## WHAT YOU ARE ASKED TO DO:
Turn the part of the records that opens with the line containing "task: trace the outline of every instance of the hazy" and closes with the line containing "[[[0,0],[0,36],[66,27],[133,30],[170,23],[372,9],[407,0]]]", both lines included, into a Markdown table with the columns Row and Line. Give each line its row number and leave out blank lines.
===== DATA SUPPLIED =====
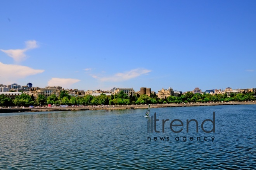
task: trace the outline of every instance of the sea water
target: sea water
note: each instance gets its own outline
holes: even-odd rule
[[[256,168],[256,105],[151,108],[149,118],[145,111],[0,114],[0,169]],[[213,112],[214,132],[205,133]],[[198,133],[194,121],[187,131],[193,119]],[[170,128],[175,119],[183,124],[173,127],[179,133]]]

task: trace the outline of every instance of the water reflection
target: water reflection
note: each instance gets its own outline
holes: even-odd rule
[[[239,168],[256,167],[255,105],[152,109],[170,119],[164,133],[147,133],[144,109],[26,113],[0,116],[0,169]],[[200,124],[216,113],[215,133]],[[196,119],[178,134],[171,120]],[[191,126],[190,126],[191,125]],[[210,124],[206,123],[206,128]],[[160,128],[161,126],[157,128]],[[161,130],[159,129],[159,130]],[[159,137],[169,137],[164,141]],[[181,139],[175,140],[178,136]],[[186,141],[183,138],[186,136]],[[197,137],[201,138],[198,141]],[[204,141],[202,138],[208,137]],[[214,136],[214,141],[211,138]],[[148,137],[158,139],[148,141]],[[193,141],[189,139],[192,137]],[[166,139],[166,138],[165,139]]]

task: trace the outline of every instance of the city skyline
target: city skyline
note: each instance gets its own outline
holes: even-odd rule
[[[3,2],[0,83],[255,87],[256,2]]]

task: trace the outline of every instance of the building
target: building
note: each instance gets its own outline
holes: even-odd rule
[[[61,90],[57,88],[41,88],[35,92],[34,97],[35,98],[40,94],[44,95],[46,98],[52,94],[55,94],[58,97],[61,94]]]
[[[102,94],[106,94],[106,95],[111,95],[112,94],[112,93],[93,93],[91,95],[93,96],[98,96]]]
[[[162,90],[158,91],[158,98],[159,99],[165,99],[170,95],[174,95],[174,92],[173,88],[169,87],[168,89],[162,88]]]
[[[0,92],[8,92],[9,88],[7,87],[0,87]]]
[[[111,89],[111,92],[114,94],[115,93],[115,90],[116,90],[116,87],[113,87],[113,88]]]
[[[240,89],[241,93],[254,93],[254,94],[256,93],[256,88],[245,88],[244,89]]]
[[[150,94],[151,93],[151,88],[147,88],[147,87],[140,87],[140,95],[146,94],[149,96],[150,96]]]
[[[198,87],[196,87],[195,88],[195,89],[193,90],[193,93],[194,94],[196,94],[197,93],[202,93],[202,90],[201,89],[199,88]]]
[[[20,85],[18,85],[16,83],[14,83],[13,84],[12,84],[11,85],[11,88],[12,89],[17,89],[18,88],[20,88],[21,87],[21,86]]]
[[[0,92],[0,95],[3,94],[5,96],[10,97],[11,99],[14,99],[16,96],[21,95],[22,93],[18,92]]]
[[[93,93],[93,91],[88,90],[87,91],[85,92],[85,95],[92,95]]]
[[[206,94],[210,94],[212,95],[216,93],[215,92],[215,90],[214,89],[212,89],[211,90],[205,90],[205,92],[204,92],[204,93]]]
[[[182,94],[182,92],[180,91],[179,92],[174,91],[173,92],[173,95],[174,96],[178,97]]]
[[[119,94],[121,91],[123,91],[125,94],[127,94],[128,96],[131,95],[133,96],[135,94],[135,91],[133,90],[133,88],[117,88],[116,90],[114,92],[115,94]]]
[[[29,88],[31,88],[33,87],[33,85],[32,85],[32,83],[27,83],[27,86],[28,86],[28,87],[29,87]]]
[[[232,88],[231,87],[227,87],[225,89],[225,92],[232,92]]]
[[[58,90],[61,90],[62,87],[61,86],[47,86],[45,88],[57,88]]]

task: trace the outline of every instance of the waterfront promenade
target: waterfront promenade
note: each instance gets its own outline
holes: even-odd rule
[[[150,104],[151,108],[171,107],[191,107],[200,106],[211,106],[216,105],[233,105],[238,104],[256,104],[256,101],[250,102],[228,102],[197,103],[190,104]],[[2,108],[0,109],[0,113],[19,112],[45,112],[55,111],[72,111],[89,110],[111,110],[125,109],[145,109],[148,107],[147,104],[119,105],[98,105],[98,106],[75,106],[61,107],[37,107]]]

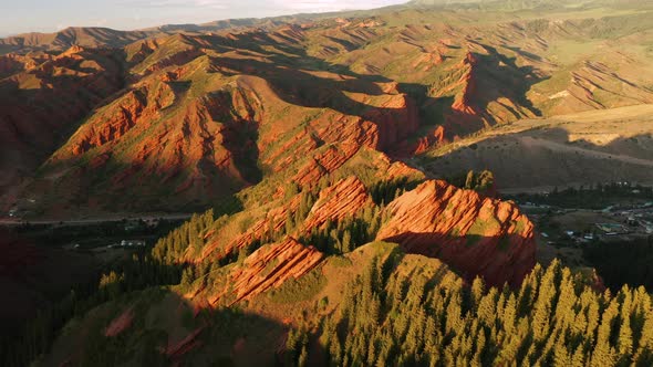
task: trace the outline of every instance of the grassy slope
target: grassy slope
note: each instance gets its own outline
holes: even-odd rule
[[[488,129],[417,159],[436,176],[489,169],[501,189],[653,182],[653,105],[527,119]]]

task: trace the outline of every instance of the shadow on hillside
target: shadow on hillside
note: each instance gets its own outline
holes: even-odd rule
[[[490,136],[459,146],[429,159],[425,169],[439,178],[490,170],[499,191],[624,180],[653,184],[652,156],[651,134],[599,145],[582,138],[572,141],[568,130],[553,127]]]
[[[106,336],[110,329],[117,335]],[[289,329],[237,307],[197,308],[175,292],[147,289],[86,314],[38,365],[291,365],[299,352],[286,350]]]
[[[242,311],[239,308],[242,304],[217,308],[201,300],[191,304],[170,291],[167,286],[178,284],[182,279],[178,266],[153,259],[125,260],[111,266],[124,275],[108,279],[99,287],[96,272],[75,273],[76,266],[68,262],[60,262],[66,268],[60,269],[48,264],[53,261],[48,249],[24,245],[4,234],[0,240],[3,253],[0,284],[6,294],[12,295],[2,303],[2,366],[28,366],[39,355],[43,357],[37,366],[271,366],[290,365],[289,361],[299,357],[299,350],[286,350],[290,324]],[[83,259],[69,259],[69,262],[87,266]],[[39,272],[34,268],[42,266],[59,269],[50,279],[41,280],[43,286],[51,287],[43,292],[52,294],[46,296],[48,303],[45,297],[39,297],[25,304],[8,284],[40,283],[34,277]],[[62,273],[76,275],[64,280]],[[64,292],[54,293],[54,287]],[[21,290],[31,295],[31,289]],[[18,317],[15,312],[7,311],[12,307],[21,313],[23,308],[38,307],[39,312],[21,315],[17,323],[12,318]],[[61,334],[73,317],[75,323]],[[108,331],[116,336],[107,336]]]
[[[486,284],[519,287],[536,264],[535,239],[519,234],[484,237],[452,233],[398,233],[382,241],[398,243],[406,253],[436,258],[467,282],[481,276]]]

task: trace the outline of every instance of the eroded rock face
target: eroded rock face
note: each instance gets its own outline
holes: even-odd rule
[[[535,266],[533,224],[509,202],[427,181],[386,208],[377,240],[443,260],[465,277],[518,285]]]
[[[355,214],[363,207],[372,203],[372,198],[363,182],[356,177],[349,177],[322,190],[318,201],[304,221],[304,230],[310,232],[326,221],[339,221]]]
[[[260,248],[235,269],[230,279],[236,296],[234,303],[249,300],[267,290],[298,279],[320,263],[324,255],[311,245],[292,238]],[[214,300],[214,303],[217,300]]]

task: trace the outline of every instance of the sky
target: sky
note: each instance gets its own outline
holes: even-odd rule
[[[0,36],[68,27],[135,30],[220,19],[372,9],[407,0],[0,0]]]

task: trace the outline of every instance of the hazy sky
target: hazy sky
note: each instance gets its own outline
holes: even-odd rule
[[[0,0],[0,36],[66,27],[133,30],[170,23],[372,9],[407,0]]]

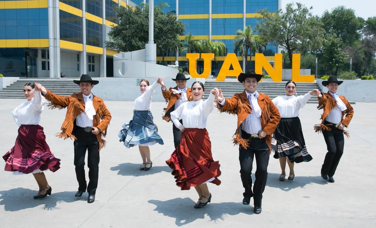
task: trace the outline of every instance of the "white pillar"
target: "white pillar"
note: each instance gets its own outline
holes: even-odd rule
[[[154,3],[149,0],[149,41],[145,45],[145,62],[157,63],[157,45],[154,44]]]

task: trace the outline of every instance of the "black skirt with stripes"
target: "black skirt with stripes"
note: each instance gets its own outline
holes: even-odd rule
[[[291,162],[312,160],[307,151],[299,117],[281,118],[272,136],[271,151],[274,158],[287,157]]]

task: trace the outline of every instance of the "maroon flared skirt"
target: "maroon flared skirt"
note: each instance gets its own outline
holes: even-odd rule
[[[40,126],[21,124],[14,146],[3,156],[5,170],[28,174],[38,169],[55,172],[60,168],[60,159],[55,158],[45,138]]]
[[[221,184],[217,178],[221,175],[219,162],[213,160],[211,143],[205,128],[186,128],[182,134],[180,144],[166,163],[172,169],[176,185],[182,190],[213,178],[211,183]]]

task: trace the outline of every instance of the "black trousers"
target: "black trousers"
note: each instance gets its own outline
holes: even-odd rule
[[[331,123],[325,121],[324,124]],[[324,164],[321,168],[323,174],[327,174],[329,177],[333,177],[337,169],[337,166],[340,162],[341,157],[343,153],[343,147],[344,139],[343,132],[335,127],[335,124],[332,124],[330,126],[331,130],[323,130],[323,135],[326,143],[328,152],[325,155]]]
[[[76,176],[78,182],[79,190],[85,192],[87,187],[89,194],[95,194],[98,186],[99,165],[99,143],[96,135],[86,132],[83,128],[76,126],[74,140],[74,166]],[[89,168],[89,184],[85,179],[85,155],[88,151],[88,167]]]
[[[182,120],[180,120],[180,123],[183,124]],[[172,134],[174,135],[174,144],[176,148],[180,144],[180,141],[182,140],[182,132],[173,123],[172,124]]]
[[[242,138],[249,139],[251,136],[242,131]],[[268,165],[269,164],[269,147],[265,139],[252,138],[248,141],[249,145],[246,149],[239,146],[239,160],[240,162],[240,177],[243,183],[244,192],[243,196],[253,197],[255,207],[261,207],[262,193],[265,189],[268,178]],[[253,158],[256,159],[256,171],[255,184],[252,190],[252,165]]]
=====
## RESPONSE BELOW:
| Row | Line |
|---|---|
| 1 | task: trace the outline of every instance of the hazy sky |
| 2 | target: hazy sky |
| 3 | note: each instance gets its own outline |
| 4 | holes: even-odd rule |
| 5 | [[[0,0],[0,36],[66,27],[133,30],[170,23],[372,9],[407,0]]] |